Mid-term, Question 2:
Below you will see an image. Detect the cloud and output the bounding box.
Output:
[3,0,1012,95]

_ _ _ _ _ _ _

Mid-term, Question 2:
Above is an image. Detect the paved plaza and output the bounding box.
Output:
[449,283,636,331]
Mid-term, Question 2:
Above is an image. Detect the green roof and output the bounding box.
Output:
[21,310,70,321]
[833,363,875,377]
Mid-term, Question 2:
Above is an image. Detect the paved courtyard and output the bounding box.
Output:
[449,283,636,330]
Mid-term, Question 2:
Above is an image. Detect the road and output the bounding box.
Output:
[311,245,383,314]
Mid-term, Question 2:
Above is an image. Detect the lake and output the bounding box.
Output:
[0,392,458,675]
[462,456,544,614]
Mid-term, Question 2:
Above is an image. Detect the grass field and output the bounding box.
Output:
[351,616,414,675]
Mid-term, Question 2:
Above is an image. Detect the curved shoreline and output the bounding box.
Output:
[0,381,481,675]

_ _ _ _ _ _ _

- WORK TO COMPLETE:
Pull out every line in the listing above that contains the word "paved".

- EXPECTED ANSWER:
Above is an image. Detect the paved plaza and output the bounding box.
Above is an image. Detect the paved courtyard and output the bounding box.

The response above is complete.